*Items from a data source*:
Start

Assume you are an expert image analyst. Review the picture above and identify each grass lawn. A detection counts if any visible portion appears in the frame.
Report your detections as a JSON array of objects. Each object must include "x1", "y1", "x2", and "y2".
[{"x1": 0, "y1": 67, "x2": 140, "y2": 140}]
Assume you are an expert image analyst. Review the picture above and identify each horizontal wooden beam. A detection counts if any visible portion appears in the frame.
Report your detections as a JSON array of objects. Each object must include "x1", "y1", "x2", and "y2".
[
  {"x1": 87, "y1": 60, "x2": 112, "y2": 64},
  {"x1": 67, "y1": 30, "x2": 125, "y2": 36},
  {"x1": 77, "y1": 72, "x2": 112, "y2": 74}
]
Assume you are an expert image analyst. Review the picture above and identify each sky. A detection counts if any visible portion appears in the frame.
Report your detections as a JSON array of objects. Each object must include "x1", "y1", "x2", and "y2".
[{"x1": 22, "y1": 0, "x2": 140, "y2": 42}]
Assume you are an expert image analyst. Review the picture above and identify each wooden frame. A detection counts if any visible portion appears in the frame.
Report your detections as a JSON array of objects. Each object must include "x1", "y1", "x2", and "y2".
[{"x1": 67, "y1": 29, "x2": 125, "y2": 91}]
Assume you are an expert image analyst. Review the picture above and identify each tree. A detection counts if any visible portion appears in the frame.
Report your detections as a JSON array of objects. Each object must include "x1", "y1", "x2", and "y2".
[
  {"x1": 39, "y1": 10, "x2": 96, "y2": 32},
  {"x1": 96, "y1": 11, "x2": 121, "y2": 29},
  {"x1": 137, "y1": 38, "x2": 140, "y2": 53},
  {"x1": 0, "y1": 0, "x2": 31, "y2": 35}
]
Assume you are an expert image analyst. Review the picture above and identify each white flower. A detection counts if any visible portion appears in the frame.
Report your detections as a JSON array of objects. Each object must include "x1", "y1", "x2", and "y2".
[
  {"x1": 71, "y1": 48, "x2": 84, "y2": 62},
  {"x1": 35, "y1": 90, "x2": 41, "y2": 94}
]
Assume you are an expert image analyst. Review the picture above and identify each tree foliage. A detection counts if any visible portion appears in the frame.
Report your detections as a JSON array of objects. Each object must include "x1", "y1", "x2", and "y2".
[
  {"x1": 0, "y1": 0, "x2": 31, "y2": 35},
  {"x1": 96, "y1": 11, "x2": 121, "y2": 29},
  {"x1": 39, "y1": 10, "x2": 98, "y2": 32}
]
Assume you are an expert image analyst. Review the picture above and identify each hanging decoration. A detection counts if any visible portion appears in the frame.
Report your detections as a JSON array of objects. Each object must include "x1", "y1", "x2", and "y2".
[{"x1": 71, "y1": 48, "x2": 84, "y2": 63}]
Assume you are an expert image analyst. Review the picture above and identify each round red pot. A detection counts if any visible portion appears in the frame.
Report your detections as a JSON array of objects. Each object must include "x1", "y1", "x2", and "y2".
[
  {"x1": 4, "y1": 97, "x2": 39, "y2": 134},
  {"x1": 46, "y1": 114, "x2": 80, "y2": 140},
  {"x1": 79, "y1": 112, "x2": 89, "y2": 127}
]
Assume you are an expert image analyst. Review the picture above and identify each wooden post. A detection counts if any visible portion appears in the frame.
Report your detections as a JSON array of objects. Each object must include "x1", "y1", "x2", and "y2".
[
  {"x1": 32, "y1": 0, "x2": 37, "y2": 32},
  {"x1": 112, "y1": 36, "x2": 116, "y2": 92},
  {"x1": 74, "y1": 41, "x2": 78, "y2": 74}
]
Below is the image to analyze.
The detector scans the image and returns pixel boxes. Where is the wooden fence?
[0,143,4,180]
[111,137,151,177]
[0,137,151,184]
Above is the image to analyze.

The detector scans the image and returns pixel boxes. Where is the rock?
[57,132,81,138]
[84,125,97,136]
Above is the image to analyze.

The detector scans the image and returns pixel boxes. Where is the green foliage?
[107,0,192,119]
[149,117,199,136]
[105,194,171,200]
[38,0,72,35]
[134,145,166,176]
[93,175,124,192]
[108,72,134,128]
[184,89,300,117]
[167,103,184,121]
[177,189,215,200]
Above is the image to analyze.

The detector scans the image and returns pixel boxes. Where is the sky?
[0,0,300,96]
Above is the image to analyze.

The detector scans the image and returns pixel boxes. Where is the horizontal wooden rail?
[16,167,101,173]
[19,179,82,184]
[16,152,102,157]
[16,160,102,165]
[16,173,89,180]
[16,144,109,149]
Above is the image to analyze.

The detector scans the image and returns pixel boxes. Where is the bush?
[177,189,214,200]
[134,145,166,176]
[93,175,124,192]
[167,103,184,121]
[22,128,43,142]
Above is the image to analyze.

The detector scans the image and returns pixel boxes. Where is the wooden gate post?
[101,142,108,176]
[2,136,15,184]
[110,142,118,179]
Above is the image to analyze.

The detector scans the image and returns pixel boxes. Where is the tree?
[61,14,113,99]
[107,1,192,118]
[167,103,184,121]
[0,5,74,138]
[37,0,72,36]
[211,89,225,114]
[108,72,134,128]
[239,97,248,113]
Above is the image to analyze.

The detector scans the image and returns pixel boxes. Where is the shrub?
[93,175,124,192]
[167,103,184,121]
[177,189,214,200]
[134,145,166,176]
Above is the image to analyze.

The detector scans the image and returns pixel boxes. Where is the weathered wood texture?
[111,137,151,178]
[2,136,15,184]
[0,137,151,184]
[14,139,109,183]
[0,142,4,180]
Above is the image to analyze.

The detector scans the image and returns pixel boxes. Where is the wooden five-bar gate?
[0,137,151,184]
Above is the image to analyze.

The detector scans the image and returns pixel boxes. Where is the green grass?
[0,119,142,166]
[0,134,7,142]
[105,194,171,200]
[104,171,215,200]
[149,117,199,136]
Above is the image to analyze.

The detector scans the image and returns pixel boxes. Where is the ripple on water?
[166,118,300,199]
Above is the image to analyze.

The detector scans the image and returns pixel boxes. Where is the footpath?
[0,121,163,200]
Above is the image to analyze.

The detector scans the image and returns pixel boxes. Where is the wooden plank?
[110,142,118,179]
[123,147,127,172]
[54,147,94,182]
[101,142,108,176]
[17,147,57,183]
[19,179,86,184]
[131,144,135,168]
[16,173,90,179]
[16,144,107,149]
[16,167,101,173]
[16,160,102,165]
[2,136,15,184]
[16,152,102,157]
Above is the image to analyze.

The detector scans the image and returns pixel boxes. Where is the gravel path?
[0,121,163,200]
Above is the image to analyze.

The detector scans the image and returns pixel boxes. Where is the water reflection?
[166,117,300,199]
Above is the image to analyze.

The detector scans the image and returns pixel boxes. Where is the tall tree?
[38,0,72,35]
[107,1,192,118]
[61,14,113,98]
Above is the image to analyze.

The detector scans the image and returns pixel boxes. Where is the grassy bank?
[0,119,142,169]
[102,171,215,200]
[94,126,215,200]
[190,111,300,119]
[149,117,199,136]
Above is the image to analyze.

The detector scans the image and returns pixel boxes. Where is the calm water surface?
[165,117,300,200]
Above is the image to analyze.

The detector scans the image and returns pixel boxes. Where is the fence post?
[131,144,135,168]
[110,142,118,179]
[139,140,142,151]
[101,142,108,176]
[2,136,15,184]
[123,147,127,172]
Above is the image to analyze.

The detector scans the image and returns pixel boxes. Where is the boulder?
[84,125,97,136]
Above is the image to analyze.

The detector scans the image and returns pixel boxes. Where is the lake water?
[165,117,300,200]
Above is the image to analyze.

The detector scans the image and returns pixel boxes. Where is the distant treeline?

End

*TASK REQUIREMENTS*:
Count the lines in the data above that contain the string "gate", treating uppercase and lowercase as different. Give only the number.

*TASK ANSWER*:
2